- **Given task 1**: Print the Ad Infinitum passage in full, word for word.

Ad Infinitum

Robert Pruitt

Salon 94 New York

December 10, 2020 - January 9, 2021


Artworks

“All art is political.” That’s a saying from my bandmate in ONO, frontperson and visual artist travis—a seventy-four-year-old queer, Black veteran from Mississippi. “Otherwise, it’s just a pretty thing,” he explains. For Black artists like travis, and our bandleader P Michael Grego, being political isn’t an option. Being alive and Black in the United States is political in itself, and being joyous and Black in the United States is revolutionary.

Robert Pruitt’s work is alive, joyous, and often speculative, pulling from Black American life, history, science fiction, music, comic books, film, the natural world, and more. P Michael and I felt a kindred tug viewing Robert’s art, and news of the current exhibition sounded the siren of familiarity—for one, travis’ visual work appeared alongside Robert’s at a Hyde Park Art Center exhibition called Interstellar Low Ways back in 2006-2007, celebrating the life of visionary Saturnian jazz composer Sun Ra; for a second, our creations pull strands from a similar tapestry—a democratized rolodex of storytelling and artistic formats.

- **Given records**:
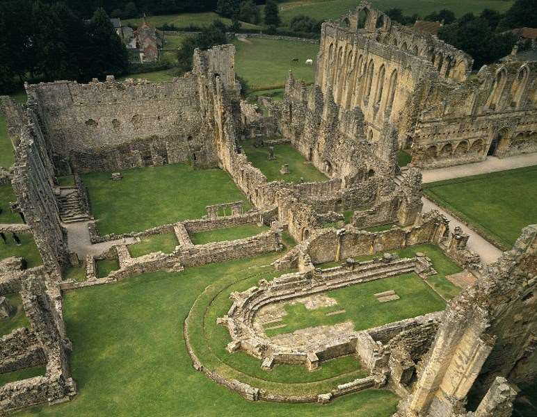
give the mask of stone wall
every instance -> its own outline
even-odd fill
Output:
[[[393,124],[417,166],[536,152],[537,64],[508,58],[474,77],[472,63],[364,1],[323,25],[316,83],[344,108],[359,109],[368,141],[383,140],[383,126]]]

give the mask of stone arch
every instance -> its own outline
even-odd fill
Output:
[[[472,154],[472,155],[481,154],[483,152],[483,140],[481,139],[478,139],[477,140],[475,140],[470,147],[470,149],[468,150],[468,154]]]
[[[453,145],[451,143],[446,143],[440,152],[438,153],[438,156],[440,158],[448,158],[453,154]]]
[[[511,107],[519,107],[524,95],[524,90],[529,79],[529,67],[527,65],[522,65],[517,73],[515,82],[513,83],[511,89]]]
[[[504,67],[502,67],[496,73],[496,77],[492,84],[492,91],[489,97],[488,108],[491,110],[495,110],[496,106],[499,103],[502,98],[502,94],[504,92],[504,87],[507,81],[507,72]]]
[[[383,99],[383,92],[384,92],[384,77],[386,74],[386,69],[384,64],[380,65],[378,70],[378,76],[376,81],[376,92],[375,93],[375,104],[380,105]]]
[[[457,147],[455,148],[455,152],[454,152],[454,155],[456,156],[463,156],[466,155],[466,154],[468,152],[468,142],[466,142],[466,140],[463,140],[462,142],[459,142],[459,144],[457,145]]]
[[[364,101],[369,99],[369,95],[371,94],[371,86],[373,83],[373,73],[375,71],[375,64],[371,59],[369,61],[369,65],[367,65],[367,74],[365,79],[365,90],[364,91]]]
[[[438,149],[435,145],[431,145],[425,150],[425,156],[428,159],[435,159],[436,158]]]
[[[390,76],[390,87],[388,89],[388,98],[386,101],[386,110],[391,113],[392,107],[394,105],[394,100],[395,99],[395,92],[397,90],[397,70],[394,70],[392,72],[392,75]]]

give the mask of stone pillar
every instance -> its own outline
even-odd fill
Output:
[[[502,377],[497,377],[475,412],[475,417],[510,417],[516,391]]]

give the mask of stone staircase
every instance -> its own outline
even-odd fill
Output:
[[[408,167],[402,167],[401,168],[401,172],[397,174],[397,175],[395,176],[395,179],[394,181],[395,181],[395,183],[398,186],[401,185],[401,183],[403,182],[403,174],[408,170]]]
[[[61,187],[59,195],[56,195],[60,208],[60,217],[64,223],[86,222],[90,216],[86,212],[81,201],[79,191],[74,187]]]

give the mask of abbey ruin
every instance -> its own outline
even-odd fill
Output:
[[[471,57],[392,24],[365,2],[323,24],[315,83],[289,73],[282,101],[241,100],[234,53],[232,44],[197,49],[193,71],[170,82],[109,76],[87,84],[27,85],[25,105],[1,97],[15,163],[0,170],[0,183],[11,184],[12,209],[25,224],[0,224],[0,231],[31,233],[43,265],[0,260],[0,318],[10,314],[3,296],[17,293],[29,322],[0,339],[0,374],[36,366],[46,374],[0,386],[0,416],[76,399],[65,292],[279,251],[264,265],[280,272],[273,279],[238,291],[226,287],[229,310],[211,323],[229,336],[226,352],[246,354],[264,372],[282,364],[314,372],[334,358],[355,355],[367,376],[300,393],[227,374],[207,361],[193,331],[199,329],[202,296],[183,327],[196,370],[251,401],[324,404],[373,388],[400,398],[400,417],[511,416],[516,384],[537,377],[537,225],[528,225],[512,250],[486,265],[467,247],[467,234],[450,229],[438,211],[422,211],[420,169],[479,161],[489,153],[537,152],[537,64],[508,59],[470,75]],[[244,151],[254,141],[269,158],[268,147],[289,144],[326,179],[268,181]],[[397,150],[409,148],[412,166],[401,170]],[[133,168],[179,163],[225,171],[244,200],[208,205],[200,218],[141,231],[99,231],[83,174],[112,172],[111,181],[121,181]],[[61,186],[58,178],[67,175],[73,184]],[[351,213],[348,219],[344,213]],[[72,248],[73,222],[83,222],[90,240],[83,256]],[[375,229],[385,224],[391,226]],[[196,233],[244,225],[266,228],[240,239],[193,241]],[[163,234],[177,239],[173,252],[129,252],[141,238]],[[284,234],[296,243],[288,250]],[[425,244],[472,277],[451,300],[435,295],[445,310],[358,330],[345,322],[267,333],[266,324],[285,305],[332,302],[327,293],[336,289],[359,292],[404,274],[430,285],[438,275],[434,259],[394,253]],[[355,259],[364,256],[371,259]],[[99,277],[104,260],[118,268]],[[333,265],[319,268],[325,263]],[[81,264],[83,279],[67,279],[66,269]],[[390,309],[400,295],[379,292],[374,301]],[[479,400],[472,410],[469,395]]]

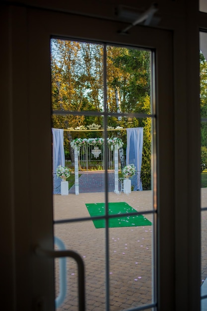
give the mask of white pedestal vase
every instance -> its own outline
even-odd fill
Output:
[[[129,194],[131,193],[131,181],[128,178],[124,179],[124,193]]]
[[[61,195],[69,195],[69,182],[65,180],[61,181]]]

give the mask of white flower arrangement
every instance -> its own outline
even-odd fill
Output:
[[[71,147],[74,149],[75,147],[77,147],[78,149],[80,147],[90,145],[93,146],[101,146],[104,144],[104,139],[96,138],[75,138],[70,143]],[[113,138],[107,138],[107,144],[109,147],[113,150],[113,146],[117,145],[118,149],[121,148],[124,145],[124,143],[121,138],[118,137],[114,137]]]
[[[128,164],[122,170],[122,174],[125,177],[133,176],[135,175],[136,167],[134,164]]]
[[[70,170],[68,167],[59,165],[56,168],[57,176],[60,177],[62,179],[66,179],[69,176]]]
[[[113,137],[112,138],[107,138],[107,144],[108,146],[113,150],[113,147],[117,145],[118,149],[121,148],[124,145],[124,143],[121,138],[118,137]]]

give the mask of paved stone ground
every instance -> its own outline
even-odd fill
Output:
[[[88,217],[85,203],[104,202],[104,193],[79,195],[54,195],[54,219]],[[151,191],[134,191],[127,195],[109,193],[109,202],[126,202],[139,211],[152,208]],[[150,221],[152,215],[146,215]],[[152,301],[151,245],[152,226],[110,228],[109,232],[110,310],[119,311]],[[96,229],[92,221],[56,225],[55,235],[68,249],[80,254],[85,267],[87,311],[106,310],[105,229]],[[58,264],[57,267],[58,269]],[[57,277],[58,278],[58,272]],[[77,270],[73,259],[67,262],[68,290],[59,308],[78,310]],[[57,282],[57,283],[58,282]],[[58,291],[58,286],[57,286]],[[151,309],[149,309],[151,310]]]
[[[91,176],[91,178],[96,177]],[[88,180],[85,184],[90,188]],[[100,188],[99,185],[97,182],[96,186]],[[93,186],[93,191],[94,190],[95,185]],[[104,192],[93,191],[91,189],[90,192],[80,192],[79,195],[73,193],[68,196],[54,195],[54,220],[88,217],[85,204],[105,201]],[[109,202],[126,202],[142,212],[152,209],[151,191],[133,191],[128,195],[124,193],[118,195],[113,192],[108,194]],[[202,189],[201,197],[202,207],[207,207],[207,189]],[[145,216],[153,224],[152,214]],[[202,213],[201,280],[207,277],[207,211],[205,211]],[[108,233],[110,311],[121,311],[150,304],[153,290],[153,226],[110,228]],[[55,225],[54,234],[64,241],[67,249],[77,251],[83,258],[85,269],[86,311],[104,311],[106,249],[105,229],[96,229],[91,221],[81,221]],[[58,261],[56,261],[56,267],[58,294]],[[67,277],[66,299],[57,310],[77,311],[77,268],[72,259],[67,260]],[[152,311],[151,309],[147,310]]]
[[[98,172],[99,171],[97,171]],[[114,190],[114,173],[108,173],[108,187],[109,192]],[[79,178],[79,192],[103,192],[104,187],[104,174],[91,173],[82,174]],[[73,185],[69,190],[69,193],[75,193]]]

- **Given task 2**: How many lines in the rows above contain the word "stone"? Reply with the number alone.

- **Correct response 1**:
Ad Infinitum

Robert Pruitt

Salon 94 New York

December 10, 2020 - January 9, 2021


Artworks

“All art is political.” That’s a saying from my bandmate in ONO, frontperson and visual artist travis—a seventy-four-year-old queer, Black veteran from Mississippi. “Otherwise, it’s just a pretty thing,” he explains. For Black artists like travis, and our bandleader P Michael Grego, being political isn’t an option. Being alive and Black in the United States is political in itself, and being joyous and Black in the United States is revolutionary.

Robert Pruitt’s work is alive, joyous, and often speculative, pulling from Black American life, history, science fiction, music, comic books, film, the natural world, and more. P Michael and I felt a kindred tug viewing Robert’s art, and news of the current exhibition sounded the siren of familiarity—for one, travis’ visual work appeared alongside Robert’s at a Hyde Park Art Center exhibition called Interstellar Low Ways back in 2006-2007, celebrating the life of visionary Saturnian jazz composer Sun Ra; for a second, our creations pull strands from a similar tapestry—a democratized rolodex of storytelling and artistic formats.

- **Correct response 2**: 5